● GIVEN PROBLEM
Name every galactic shape listed in the text below about galaxies and black holes.

● PAGE EXTRACT
════════════════

The exact composition and nature of the central region of the nucleus that is surrounded by stars may not be known for certain until we send a probe to the center of our galaxy or other galaxies.  A black hole by definition is so dense that no light or other energy escapes its surface.  The nucleus of most galaxies is very bright due to the high density of stars.  Thus, we cannot directly observe a black hole. There may be a black hole or other dense objects inside the nucleus, we cannot know for sure unless we send something like a probe much closer.

For example, based on observation by telescope, Pluto was thought for many years to be about the size of Mercury.  Upon closer inspection, Pluto was found to be two objects: a very small planet with a very small moon revolving around it, rather than one object.  Thus, Pluto was actually much smaller and had  much less mass than thought for many years.  Likewise, it may be very difficult to determine the exact nature of objects at the center of our galaxy over 25,000 light years away, or objects at the center of other galaxies millions to billions of light years away until we send probes much closer.

Galactic Formation

Galaxies form when there is a sufficient number of stars in a region of space for the galactic field to pull them together and organize them into a galaxy.  The galactic field also pulls in other matter, including gas and dust, allowing new stars to form. A galaxy can form when there are only a few million stars.  The galaxy can grow by gaining matter and new stars.  It can also grow by colliding and merging with other galaxies. 

The galactic field has a strong attractive component.  However, the galactic field has a peak, which is probably around one to several trillion stars. 

Elliptical Galaxies

Galaxies are classified by their shape, size, and color.  Galactic shapes include elliptical, spiral, lenticular and irregular.  Elliptical galaxies are the most common.  They span from small elliptical galaxies of a few million stars up to large spherical galaxies of a trillion stars or more.  Thus, it is most common for a galactic field to be in the shape of an ellipsoid.

════════════════

● INFORMATION SUPPLIED
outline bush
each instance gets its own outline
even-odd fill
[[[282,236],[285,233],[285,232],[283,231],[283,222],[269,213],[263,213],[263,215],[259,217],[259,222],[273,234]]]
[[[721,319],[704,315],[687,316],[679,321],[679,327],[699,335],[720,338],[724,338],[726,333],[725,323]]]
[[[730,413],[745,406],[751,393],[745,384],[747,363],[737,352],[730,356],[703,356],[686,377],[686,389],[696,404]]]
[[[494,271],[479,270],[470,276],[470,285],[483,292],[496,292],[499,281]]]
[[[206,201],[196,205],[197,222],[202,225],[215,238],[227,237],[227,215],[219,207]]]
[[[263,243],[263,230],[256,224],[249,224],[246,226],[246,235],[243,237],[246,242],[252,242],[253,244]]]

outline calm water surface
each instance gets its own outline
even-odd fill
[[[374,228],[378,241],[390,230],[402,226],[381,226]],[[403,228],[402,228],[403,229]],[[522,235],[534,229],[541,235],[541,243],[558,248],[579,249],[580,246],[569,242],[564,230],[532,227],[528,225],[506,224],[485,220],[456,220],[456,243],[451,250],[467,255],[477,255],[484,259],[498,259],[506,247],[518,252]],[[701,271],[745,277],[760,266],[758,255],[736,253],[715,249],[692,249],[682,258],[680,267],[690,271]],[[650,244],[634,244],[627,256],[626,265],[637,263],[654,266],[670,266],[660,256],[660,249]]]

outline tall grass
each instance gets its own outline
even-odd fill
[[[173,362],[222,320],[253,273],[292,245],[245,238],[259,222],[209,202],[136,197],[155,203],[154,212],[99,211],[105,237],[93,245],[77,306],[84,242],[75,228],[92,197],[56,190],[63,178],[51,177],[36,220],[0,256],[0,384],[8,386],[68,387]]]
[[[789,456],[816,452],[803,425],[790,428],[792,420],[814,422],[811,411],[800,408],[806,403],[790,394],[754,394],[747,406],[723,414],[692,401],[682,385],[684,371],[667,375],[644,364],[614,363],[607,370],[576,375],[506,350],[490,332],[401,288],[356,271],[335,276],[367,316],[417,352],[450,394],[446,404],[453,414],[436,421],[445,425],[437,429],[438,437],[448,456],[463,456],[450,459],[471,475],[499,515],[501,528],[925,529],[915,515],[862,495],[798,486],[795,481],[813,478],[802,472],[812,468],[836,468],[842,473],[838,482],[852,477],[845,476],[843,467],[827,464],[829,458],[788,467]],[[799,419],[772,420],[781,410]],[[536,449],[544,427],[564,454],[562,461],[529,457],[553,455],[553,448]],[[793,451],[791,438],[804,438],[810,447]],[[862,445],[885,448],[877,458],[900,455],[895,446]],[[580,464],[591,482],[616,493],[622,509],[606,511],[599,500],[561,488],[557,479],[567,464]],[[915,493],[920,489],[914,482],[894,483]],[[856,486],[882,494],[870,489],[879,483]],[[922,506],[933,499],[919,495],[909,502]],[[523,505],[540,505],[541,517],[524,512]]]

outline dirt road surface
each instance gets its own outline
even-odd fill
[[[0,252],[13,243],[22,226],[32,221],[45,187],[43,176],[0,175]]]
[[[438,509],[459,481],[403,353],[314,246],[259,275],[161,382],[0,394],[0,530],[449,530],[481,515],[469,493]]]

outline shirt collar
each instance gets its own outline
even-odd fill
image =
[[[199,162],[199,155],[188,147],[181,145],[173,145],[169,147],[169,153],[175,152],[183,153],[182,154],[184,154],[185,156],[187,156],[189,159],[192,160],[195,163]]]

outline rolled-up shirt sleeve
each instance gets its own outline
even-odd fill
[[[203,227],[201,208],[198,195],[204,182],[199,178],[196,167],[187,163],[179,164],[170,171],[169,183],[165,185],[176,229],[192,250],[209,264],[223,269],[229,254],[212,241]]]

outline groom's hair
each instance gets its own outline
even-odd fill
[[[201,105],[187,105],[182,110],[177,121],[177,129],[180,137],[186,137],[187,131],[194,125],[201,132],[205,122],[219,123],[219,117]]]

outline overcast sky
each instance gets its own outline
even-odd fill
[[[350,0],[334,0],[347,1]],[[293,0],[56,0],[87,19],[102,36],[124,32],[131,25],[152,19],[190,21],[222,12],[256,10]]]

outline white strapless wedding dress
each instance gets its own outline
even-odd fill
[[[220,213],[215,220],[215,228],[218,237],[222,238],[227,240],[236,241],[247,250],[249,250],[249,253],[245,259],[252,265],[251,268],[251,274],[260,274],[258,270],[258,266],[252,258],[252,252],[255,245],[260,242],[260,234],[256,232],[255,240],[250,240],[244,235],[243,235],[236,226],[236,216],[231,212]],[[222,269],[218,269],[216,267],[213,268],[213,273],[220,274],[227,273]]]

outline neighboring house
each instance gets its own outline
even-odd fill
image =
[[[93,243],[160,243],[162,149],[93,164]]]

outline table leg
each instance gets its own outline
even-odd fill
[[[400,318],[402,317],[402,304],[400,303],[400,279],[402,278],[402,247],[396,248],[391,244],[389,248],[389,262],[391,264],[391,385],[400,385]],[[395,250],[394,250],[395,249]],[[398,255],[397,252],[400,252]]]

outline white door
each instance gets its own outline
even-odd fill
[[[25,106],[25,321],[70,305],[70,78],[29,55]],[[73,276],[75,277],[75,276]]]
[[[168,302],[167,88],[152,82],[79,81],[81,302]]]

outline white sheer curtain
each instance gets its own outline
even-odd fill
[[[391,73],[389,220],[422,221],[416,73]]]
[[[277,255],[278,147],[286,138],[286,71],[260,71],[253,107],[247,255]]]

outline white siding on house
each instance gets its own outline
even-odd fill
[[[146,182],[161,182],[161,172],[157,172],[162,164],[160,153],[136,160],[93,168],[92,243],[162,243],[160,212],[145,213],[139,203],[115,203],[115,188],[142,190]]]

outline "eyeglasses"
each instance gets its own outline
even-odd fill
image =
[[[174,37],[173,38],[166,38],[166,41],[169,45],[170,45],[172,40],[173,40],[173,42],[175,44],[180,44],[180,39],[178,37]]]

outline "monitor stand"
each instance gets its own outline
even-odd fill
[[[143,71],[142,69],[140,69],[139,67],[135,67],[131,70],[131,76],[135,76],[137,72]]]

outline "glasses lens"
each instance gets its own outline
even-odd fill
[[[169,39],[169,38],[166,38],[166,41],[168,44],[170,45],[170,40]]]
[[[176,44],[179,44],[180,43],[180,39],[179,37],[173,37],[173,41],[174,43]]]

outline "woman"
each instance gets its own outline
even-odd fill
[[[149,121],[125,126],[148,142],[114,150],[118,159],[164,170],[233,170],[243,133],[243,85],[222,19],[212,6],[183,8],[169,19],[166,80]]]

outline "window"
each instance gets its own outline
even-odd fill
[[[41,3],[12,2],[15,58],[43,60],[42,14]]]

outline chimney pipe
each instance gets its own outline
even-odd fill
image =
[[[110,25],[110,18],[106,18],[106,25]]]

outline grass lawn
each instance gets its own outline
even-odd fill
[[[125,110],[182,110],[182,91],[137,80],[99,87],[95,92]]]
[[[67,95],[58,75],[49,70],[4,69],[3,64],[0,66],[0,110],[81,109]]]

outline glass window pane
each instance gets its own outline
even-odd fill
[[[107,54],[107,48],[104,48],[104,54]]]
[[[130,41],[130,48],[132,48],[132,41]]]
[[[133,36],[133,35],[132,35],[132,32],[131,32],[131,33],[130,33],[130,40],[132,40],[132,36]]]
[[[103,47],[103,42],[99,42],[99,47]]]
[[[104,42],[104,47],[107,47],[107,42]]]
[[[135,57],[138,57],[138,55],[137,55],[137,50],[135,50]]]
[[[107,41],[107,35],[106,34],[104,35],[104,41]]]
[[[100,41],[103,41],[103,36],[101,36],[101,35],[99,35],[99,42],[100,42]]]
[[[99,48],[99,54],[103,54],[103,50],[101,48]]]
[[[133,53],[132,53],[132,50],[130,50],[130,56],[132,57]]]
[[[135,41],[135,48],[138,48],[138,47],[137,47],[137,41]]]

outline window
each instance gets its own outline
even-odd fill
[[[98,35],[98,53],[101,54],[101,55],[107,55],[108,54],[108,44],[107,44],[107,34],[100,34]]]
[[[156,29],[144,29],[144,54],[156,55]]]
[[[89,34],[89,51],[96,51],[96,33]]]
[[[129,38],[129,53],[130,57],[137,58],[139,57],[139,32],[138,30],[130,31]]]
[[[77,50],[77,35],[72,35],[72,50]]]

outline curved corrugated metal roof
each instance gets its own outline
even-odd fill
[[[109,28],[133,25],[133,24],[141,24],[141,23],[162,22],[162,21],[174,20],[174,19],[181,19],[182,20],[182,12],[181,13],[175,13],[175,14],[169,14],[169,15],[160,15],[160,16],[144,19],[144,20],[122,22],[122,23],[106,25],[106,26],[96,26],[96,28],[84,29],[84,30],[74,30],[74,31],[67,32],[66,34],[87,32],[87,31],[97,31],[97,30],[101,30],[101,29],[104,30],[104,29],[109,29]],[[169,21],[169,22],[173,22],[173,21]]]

════════════════

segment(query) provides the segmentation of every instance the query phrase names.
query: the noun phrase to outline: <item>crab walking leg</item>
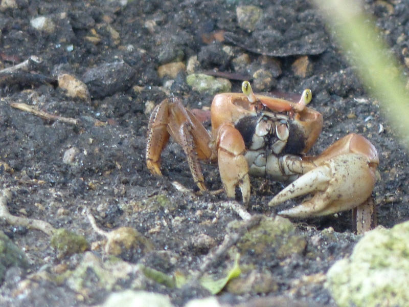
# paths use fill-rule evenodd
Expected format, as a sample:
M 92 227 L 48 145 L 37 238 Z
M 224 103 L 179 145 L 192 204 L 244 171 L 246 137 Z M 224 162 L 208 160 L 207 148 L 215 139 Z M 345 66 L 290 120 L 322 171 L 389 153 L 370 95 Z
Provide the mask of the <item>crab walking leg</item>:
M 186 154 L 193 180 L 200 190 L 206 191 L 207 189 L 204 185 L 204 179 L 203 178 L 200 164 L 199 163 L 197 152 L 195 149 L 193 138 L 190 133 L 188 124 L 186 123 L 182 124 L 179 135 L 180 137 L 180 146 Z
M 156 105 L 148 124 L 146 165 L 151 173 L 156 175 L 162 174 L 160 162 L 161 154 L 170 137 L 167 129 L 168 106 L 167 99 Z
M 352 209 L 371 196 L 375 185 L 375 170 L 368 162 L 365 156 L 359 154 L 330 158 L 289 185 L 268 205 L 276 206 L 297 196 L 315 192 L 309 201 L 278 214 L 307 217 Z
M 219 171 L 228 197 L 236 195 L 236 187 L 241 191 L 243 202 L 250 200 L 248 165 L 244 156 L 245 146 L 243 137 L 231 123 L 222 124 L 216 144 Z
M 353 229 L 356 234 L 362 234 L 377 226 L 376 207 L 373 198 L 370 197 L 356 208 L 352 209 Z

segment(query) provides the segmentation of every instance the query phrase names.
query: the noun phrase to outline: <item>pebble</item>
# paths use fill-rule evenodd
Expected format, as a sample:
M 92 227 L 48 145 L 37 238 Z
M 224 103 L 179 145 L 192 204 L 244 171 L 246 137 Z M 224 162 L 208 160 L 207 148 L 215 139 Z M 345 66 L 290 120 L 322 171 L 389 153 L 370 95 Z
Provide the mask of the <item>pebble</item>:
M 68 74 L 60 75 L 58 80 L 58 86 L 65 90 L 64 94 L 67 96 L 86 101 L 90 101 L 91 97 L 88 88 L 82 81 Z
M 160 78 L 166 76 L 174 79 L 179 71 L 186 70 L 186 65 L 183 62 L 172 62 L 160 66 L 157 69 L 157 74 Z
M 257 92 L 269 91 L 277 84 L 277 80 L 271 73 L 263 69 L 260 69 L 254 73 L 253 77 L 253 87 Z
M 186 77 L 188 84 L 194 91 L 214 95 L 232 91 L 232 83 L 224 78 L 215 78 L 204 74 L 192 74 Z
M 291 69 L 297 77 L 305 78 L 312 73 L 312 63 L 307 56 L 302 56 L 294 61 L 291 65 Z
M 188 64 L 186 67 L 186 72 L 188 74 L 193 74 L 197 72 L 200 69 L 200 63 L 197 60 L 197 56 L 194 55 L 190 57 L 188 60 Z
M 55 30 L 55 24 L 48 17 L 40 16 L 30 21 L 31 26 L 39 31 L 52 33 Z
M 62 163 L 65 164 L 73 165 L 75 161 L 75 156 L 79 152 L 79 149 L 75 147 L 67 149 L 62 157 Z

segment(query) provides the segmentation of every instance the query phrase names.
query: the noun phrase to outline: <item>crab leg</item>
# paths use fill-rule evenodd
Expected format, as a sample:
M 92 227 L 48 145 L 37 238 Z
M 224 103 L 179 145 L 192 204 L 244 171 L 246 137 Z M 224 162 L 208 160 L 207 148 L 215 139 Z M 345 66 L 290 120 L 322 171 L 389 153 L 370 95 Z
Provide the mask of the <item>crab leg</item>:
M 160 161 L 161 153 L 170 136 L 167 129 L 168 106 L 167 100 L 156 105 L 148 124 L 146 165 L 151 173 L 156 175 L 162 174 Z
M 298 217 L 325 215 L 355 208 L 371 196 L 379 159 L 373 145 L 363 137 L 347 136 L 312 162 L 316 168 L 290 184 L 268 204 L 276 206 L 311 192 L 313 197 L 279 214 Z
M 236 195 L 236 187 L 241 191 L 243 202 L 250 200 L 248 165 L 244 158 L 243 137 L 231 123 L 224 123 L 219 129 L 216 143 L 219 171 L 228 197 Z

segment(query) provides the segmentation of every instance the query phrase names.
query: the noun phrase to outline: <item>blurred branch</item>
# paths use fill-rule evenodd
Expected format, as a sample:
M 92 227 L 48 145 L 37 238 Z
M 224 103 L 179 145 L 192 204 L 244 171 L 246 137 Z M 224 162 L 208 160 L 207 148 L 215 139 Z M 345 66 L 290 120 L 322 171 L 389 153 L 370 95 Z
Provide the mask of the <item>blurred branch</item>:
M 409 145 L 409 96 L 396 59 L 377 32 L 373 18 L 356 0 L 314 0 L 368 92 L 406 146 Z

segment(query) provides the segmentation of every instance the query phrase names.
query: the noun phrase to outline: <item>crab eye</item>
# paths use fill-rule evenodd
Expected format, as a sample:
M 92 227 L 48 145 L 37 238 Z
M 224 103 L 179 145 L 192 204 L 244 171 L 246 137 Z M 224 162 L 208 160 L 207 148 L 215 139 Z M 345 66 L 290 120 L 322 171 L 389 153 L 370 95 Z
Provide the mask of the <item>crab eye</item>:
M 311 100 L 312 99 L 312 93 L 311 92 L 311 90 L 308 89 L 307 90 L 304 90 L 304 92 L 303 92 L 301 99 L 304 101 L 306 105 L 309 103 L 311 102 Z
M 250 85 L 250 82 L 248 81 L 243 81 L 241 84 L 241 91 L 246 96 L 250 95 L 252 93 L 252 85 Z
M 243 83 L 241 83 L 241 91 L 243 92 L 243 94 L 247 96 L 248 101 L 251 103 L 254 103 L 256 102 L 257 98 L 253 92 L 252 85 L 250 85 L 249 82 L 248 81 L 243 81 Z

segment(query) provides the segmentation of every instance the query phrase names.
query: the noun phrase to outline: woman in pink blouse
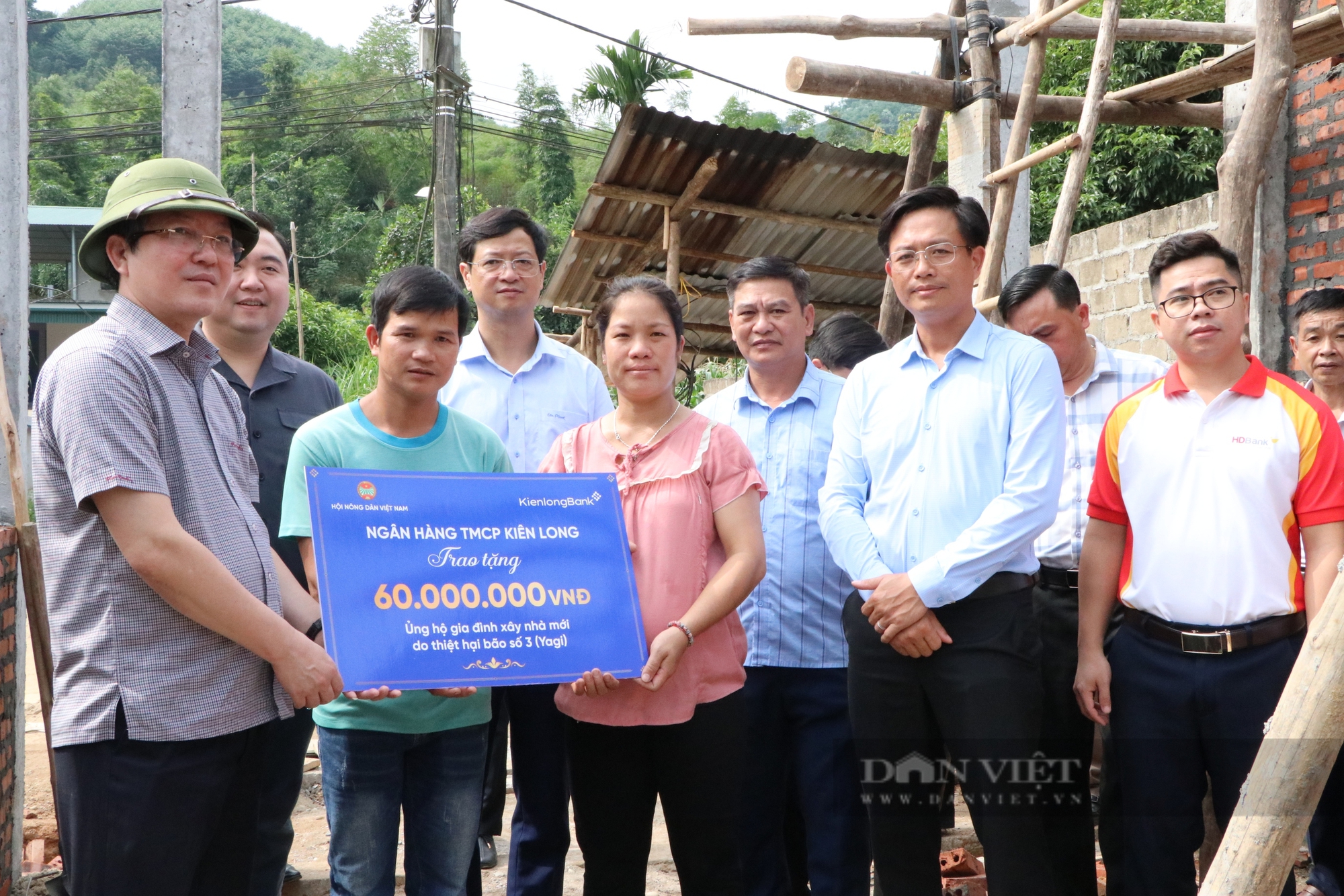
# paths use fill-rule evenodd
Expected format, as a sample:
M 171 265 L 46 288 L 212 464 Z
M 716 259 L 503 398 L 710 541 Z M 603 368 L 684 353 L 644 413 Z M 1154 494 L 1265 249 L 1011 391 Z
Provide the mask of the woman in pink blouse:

════════════════

● CORRECT ANSWER
Elliptical, spiral, lenticular, and irregular.